* **WHAT TO WORK ON**: Leave every picture out, then reproduce the rest of the listing exactly.

= Beginning of Section =

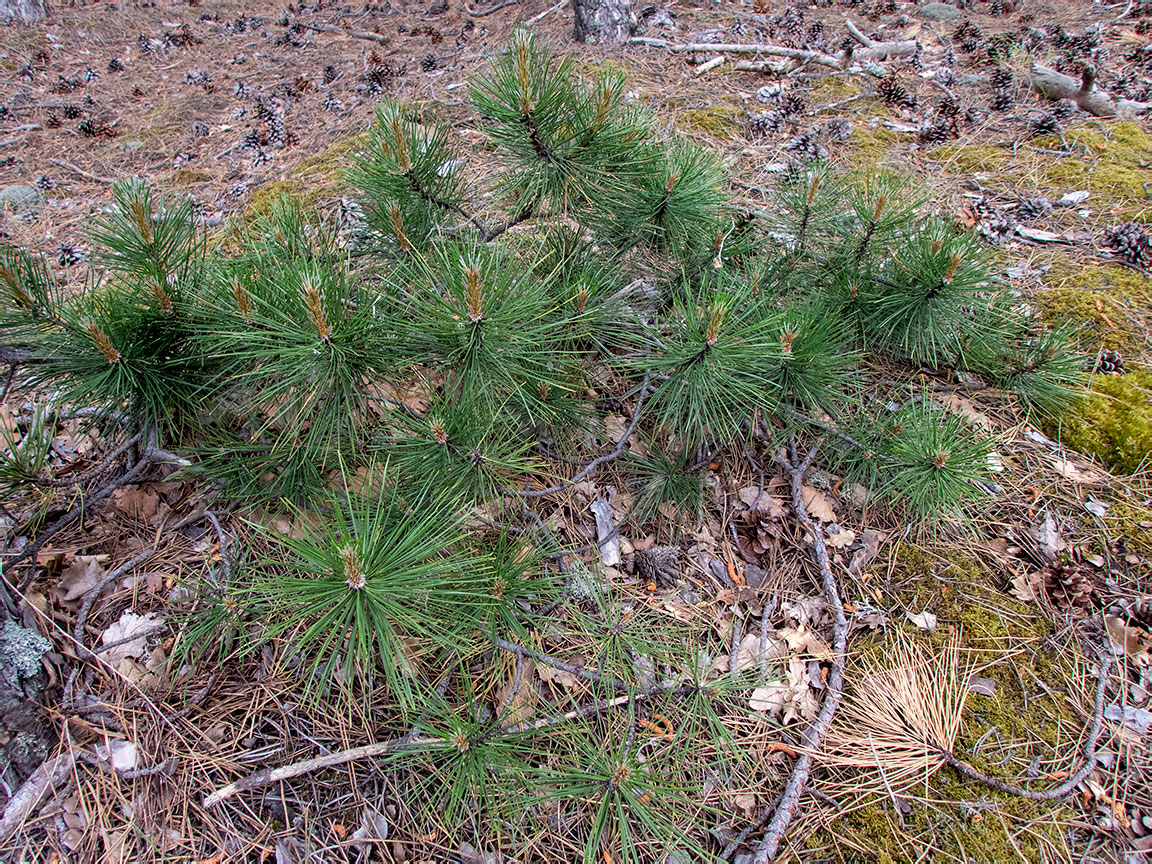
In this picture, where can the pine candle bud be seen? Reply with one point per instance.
(472, 295)
(398, 226)
(316, 309)
(141, 218)
(243, 301)
(715, 320)
(349, 558)
(786, 339)
(103, 342)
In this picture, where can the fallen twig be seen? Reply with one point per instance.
(498, 7)
(341, 31)
(1091, 756)
(80, 172)
(51, 774)
(789, 798)
(1056, 85)
(599, 461)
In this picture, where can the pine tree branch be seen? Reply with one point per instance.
(1091, 753)
(597, 462)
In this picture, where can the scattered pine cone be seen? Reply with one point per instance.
(892, 91)
(1046, 123)
(1068, 586)
(758, 533)
(1109, 363)
(68, 255)
(1032, 207)
(1129, 241)
(765, 123)
(659, 565)
(999, 228)
(1002, 96)
(808, 146)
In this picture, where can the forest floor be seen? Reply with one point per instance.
(1061, 560)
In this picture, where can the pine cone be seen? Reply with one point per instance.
(999, 228)
(836, 129)
(659, 565)
(763, 124)
(1129, 241)
(1002, 96)
(1068, 586)
(892, 91)
(806, 146)
(1109, 363)
(1046, 123)
(1032, 207)
(68, 255)
(758, 533)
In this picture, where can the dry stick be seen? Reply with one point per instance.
(489, 12)
(597, 462)
(96, 470)
(51, 774)
(1090, 751)
(32, 550)
(341, 31)
(789, 800)
(588, 675)
(80, 172)
(545, 13)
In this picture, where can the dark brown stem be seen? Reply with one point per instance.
(789, 798)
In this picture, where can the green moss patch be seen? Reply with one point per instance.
(970, 158)
(720, 121)
(1114, 423)
(1112, 164)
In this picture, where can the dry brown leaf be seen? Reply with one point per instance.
(83, 574)
(567, 679)
(130, 624)
(957, 404)
(523, 702)
(1028, 586)
(817, 505)
(805, 642)
(757, 499)
(1078, 474)
(136, 501)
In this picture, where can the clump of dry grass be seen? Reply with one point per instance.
(899, 725)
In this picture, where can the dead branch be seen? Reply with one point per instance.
(1091, 755)
(498, 7)
(789, 800)
(1056, 85)
(341, 31)
(51, 774)
(81, 173)
(600, 460)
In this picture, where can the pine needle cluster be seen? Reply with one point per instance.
(471, 335)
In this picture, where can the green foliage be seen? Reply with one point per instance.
(349, 593)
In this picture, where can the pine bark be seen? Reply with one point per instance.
(603, 22)
(25, 12)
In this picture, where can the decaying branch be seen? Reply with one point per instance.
(870, 51)
(1056, 85)
(789, 798)
(1091, 755)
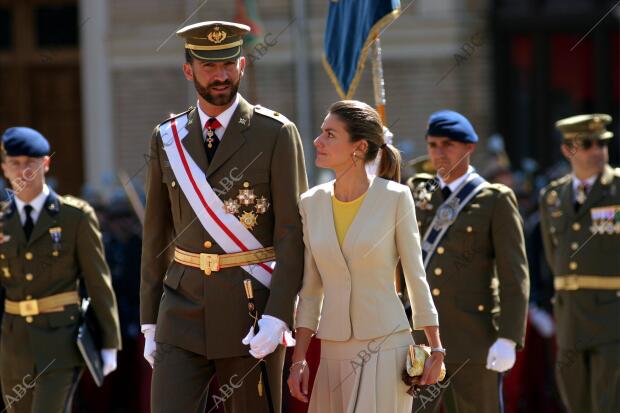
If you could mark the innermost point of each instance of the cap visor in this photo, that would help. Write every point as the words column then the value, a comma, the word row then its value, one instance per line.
column 216, row 55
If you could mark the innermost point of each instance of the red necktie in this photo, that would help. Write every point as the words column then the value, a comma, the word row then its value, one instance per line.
column 212, row 141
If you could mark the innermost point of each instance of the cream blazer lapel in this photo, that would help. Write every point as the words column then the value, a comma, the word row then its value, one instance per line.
column 328, row 229
column 365, row 212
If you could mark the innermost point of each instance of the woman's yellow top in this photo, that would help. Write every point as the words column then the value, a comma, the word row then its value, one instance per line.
column 344, row 214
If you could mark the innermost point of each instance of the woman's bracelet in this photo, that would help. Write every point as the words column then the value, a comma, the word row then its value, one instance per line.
column 303, row 363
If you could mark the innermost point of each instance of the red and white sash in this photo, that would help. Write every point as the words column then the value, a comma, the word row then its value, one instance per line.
column 226, row 229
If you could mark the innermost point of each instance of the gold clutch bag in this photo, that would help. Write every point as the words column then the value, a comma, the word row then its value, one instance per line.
column 416, row 357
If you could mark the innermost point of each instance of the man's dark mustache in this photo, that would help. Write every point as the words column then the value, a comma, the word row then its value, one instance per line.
column 216, row 84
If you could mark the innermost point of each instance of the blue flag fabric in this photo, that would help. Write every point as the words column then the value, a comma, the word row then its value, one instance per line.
column 352, row 25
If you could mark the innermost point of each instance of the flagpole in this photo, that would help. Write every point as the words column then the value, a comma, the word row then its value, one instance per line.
column 380, row 100
column 377, row 77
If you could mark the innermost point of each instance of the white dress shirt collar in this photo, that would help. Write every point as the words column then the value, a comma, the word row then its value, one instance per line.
column 37, row 205
column 587, row 182
column 458, row 181
column 223, row 118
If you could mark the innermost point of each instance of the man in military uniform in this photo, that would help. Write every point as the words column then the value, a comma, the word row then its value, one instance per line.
column 222, row 191
column 580, row 218
column 49, row 246
column 474, row 255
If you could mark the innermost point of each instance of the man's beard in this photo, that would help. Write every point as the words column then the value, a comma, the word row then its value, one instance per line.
column 219, row 99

= End of Section =

* **RESPONSE TO THE EXERCISE**:
In this picture, where can the pine candle bud be seen? Reply with one point per instance.
(472, 295)
(398, 226)
(316, 309)
(141, 218)
(243, 301)
(715, 320)
(349, 558)
(786, 339)
(103, 342)
In this picture, where can the fallen twig be seen? Reply with one point per instance.
(498, 7)
(341, 31)
(1091, 756)
(80, 172)
(51, 774)
(789, 798)
(1056, 85)
(599, 461)
In this picture, where can the pine tree branch be seen? Reply with one point per instance.
(1091, 753)
(597, 462)
In this picture, where can the scattered pine cone be seen? Reply with one point per instance.
(892, 91)
(1046, 123)
(1068, 586)
(758, 533)
(1109, 363)
(68, 255)
(1032, 207)
(1129, 241)
(765, 123)
(659, 565)
(999, 228)
(1002, 96)
(808, 146)
In this picture, where can the forest floor be seen? Reply with one point per instance.
(1061, 560)
In this picture, where can the pine cone be seen? Reply with one point per instance.
(999, 228)
(836, 129)
(659, 565)
(763, 124)
(1129, 241)
(1002, 96)
(1068, 586)
(892, 91)
(806, 146)
(1109, 363)
(1046, 123)
(1032, 207)
(68, 255)
(758, 533)
In this picture, where can the dry stick be seen? Reply with one point per instance.
(489, 12)
(597, 462)
(96, 470)
(51, 774)
(1090, 751)
(32, 550)
(341, 31)
(789, 800)
(588, 675)
(80, 172)
(545, 13)
In this picture, where can the dark brown stem be seen? Reply with one point per instance.
(789, 798)
In this picture, where can the green moss patch be seen? Reply with one point per instance.
(970, 158)
(720, 121)
(1114, 423)
(1112, 164)
In this picture, where can the dry brown leaf be seen? Reply with one point per instance.
(83, 574)
(567, 679)
(130, 624)
(957, 404)
(523, 702)
(1028, 586)
(817, 505)
(805, 642)
(757, 499)
(1078, 474)
(136, 501)
In this picture, where can the clump of dry grass be seen? Reply with one point per instance.
(899, 725)
In this picture, where can the dead branch be seen? Reply with one point per instance.
(1091, 755)
(498, 7)
(789, 800)
(1056, 85)
(341, 31)
(51, 774)
(81, 173)
(600, 460)
In this picture, where can the pine needle cluster be seen? Reply with one point per instance.
(471, 335)
In this picture, where can the green foliage be seen? Reply with one point per instance.
(349, 593)
In this picture, where can the pine bark be seen? Reply with one point per instance.
(603, 22)
(25, 12)
In this picture, where can the decaying branch be seen? Reply with one point per instance.
(870, 51)
(1056, 85)
(789, 798)
(1091, 755)
If you could mark the innermost point of each instance of the cap visor in this photo, that would help. Write every point as the words column then the value, a comma, the word row then its value, one instance per line.
column 216, row 55
If you could mark the innermost point of each instance of the red necktie in this photo, that would help. Write every point as the words column then the value, a comma, the word row then its value, one instance per line.
column 212, row 141
If you could mark the innermost point of each instance of the cream blazer lapel in this photo, that would help. Write every point as the words column then the value, a comma, the word row then its value, one instance per line.
column 328, row 229
column 365, row 212
If you could mark the innermost point of each instance of the woman's yellow top in this photo, that would help. Write every point as the words column then the value, a comma, the word row then its value, one instance per line.
column 344, row 214
If you could mark the innermost point of each instance of the woman's bracelet in this photo, that would help. Write every point as the words column then the value, a comma, the word row then its value, one instance per line.
column 303, row 363
If you could mark the innermost point of each instance of the red and white sash in this photo, that would help. Write every point as the words column then the value, a comma, the word row then its value, one instance per line.
column 226, row 229
If you could mark the innermost point of each instance of the gold clutch bag in this photo, that would help. Write every point as the words column then the value, a comma, the word row then its value, one instance per line.
column 416, row 357
If you could mark the innermost point of each instance of the man's dark mustache in this photo, that would help. Write every point as the words column then the value, a comma, the word row then its value, one instance per line.
column 216, row 84
If you could mark the innermost point of each instance of the blue flag fabric in this photo, that would help. Write every point as the words column then the value, a comma, the word row then its value, one instance per line.
column 352, row 25
If you could mark the innermost point of each instance of the flagpole in this photo, that would help. Write every point as the words column then the value, a comma, the word row then its value, one instance per line.
column 380, row 100
column 377, row 77
If you could mark the innermost point of each instance of the white dress shirt collar in this photo, that would help. Write every point as the words column then the value, a comma, the word row then its value, one instance per line.
column 37, row 205
column 587, row 182
column 458, row 181
column 223, row 118
If you could mark the innermost point of each instance of the man in military uniform in this photo, that would help. Write every point as the words column then the value, a comma, the word row then its value, one instance per line.
column 222, row 191
column 580, row 218
column 49, row 246
column 474, row 255
If you could mark the innermost point of each instance of the man's beard in this photo, that would help. Write every point as the words column then the value, a comma, the word row then its value, one instance per line.
column 219, row 99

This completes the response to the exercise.